[Activity]
Find "the wood railing" and "stair tread belong?" in the records below. Copy the lines holding them and every line between, exactly, and no others.

Data excerpts
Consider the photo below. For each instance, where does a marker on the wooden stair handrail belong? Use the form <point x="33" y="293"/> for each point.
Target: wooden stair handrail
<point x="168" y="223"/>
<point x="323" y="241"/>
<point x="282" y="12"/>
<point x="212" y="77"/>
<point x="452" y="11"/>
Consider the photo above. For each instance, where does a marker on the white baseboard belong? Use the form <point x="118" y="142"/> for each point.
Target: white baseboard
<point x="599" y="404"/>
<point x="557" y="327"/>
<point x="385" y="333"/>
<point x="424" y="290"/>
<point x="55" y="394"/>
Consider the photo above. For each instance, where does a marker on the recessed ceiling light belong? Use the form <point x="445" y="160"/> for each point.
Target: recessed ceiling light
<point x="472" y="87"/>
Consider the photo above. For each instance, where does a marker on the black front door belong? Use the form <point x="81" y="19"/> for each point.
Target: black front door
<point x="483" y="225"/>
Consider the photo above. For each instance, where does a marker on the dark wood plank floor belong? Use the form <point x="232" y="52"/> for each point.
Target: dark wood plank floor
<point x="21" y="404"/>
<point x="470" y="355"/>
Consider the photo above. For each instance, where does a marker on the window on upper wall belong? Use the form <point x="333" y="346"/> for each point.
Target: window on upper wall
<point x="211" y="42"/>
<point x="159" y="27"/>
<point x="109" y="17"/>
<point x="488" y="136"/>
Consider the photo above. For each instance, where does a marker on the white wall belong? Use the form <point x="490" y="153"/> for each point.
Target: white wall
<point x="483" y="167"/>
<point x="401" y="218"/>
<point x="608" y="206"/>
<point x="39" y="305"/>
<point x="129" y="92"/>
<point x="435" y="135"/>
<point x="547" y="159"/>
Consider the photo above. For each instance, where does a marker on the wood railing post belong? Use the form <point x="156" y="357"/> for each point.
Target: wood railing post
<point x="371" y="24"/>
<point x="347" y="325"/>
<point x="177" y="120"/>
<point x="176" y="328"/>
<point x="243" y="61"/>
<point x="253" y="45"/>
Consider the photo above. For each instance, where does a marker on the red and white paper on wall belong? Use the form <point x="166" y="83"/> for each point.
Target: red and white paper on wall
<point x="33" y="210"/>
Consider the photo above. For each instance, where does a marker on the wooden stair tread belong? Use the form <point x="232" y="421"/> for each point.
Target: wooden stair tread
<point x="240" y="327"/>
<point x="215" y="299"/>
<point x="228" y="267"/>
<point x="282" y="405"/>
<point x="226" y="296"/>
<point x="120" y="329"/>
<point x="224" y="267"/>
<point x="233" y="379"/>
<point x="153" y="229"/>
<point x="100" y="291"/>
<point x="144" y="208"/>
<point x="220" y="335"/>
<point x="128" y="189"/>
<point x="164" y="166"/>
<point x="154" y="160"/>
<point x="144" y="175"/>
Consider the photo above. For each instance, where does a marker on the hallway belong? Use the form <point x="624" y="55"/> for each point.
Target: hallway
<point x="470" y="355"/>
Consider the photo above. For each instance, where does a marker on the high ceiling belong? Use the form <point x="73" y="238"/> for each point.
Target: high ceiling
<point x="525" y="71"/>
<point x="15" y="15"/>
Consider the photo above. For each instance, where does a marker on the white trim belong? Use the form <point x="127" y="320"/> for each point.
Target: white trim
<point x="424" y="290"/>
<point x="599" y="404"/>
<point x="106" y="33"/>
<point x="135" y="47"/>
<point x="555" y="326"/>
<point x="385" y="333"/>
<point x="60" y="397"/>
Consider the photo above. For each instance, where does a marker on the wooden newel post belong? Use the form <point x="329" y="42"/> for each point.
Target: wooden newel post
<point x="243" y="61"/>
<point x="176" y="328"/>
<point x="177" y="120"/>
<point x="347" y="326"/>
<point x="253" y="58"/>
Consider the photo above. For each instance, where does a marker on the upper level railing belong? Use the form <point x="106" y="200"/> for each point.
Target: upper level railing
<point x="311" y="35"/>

[Completed task]
Consider the photo above. For each instance, where does a marker on the wood railing post belong? Use the form <point x="156" y="357"/> for each point.
Target: wood railing post
<point x="371" y="24"/>
<point x="347" y="325"/>
<point x="177" y="120"/>
<point x="176" y="328"/>
<point x="243" y="61"/>
<point x="253" y="45"/>
Consider the photo above. For each instance, where does a marker on the red and white paper on wall belong? Use the form <point x="166" y="83"/> for each point.
Target: red and white paper on wall
<point x="33" y="210"/>
Consider the photo above. For each instance, where does a marker on the wooden stair tread belong? Use the form <point x="232" y="421"/> for each point.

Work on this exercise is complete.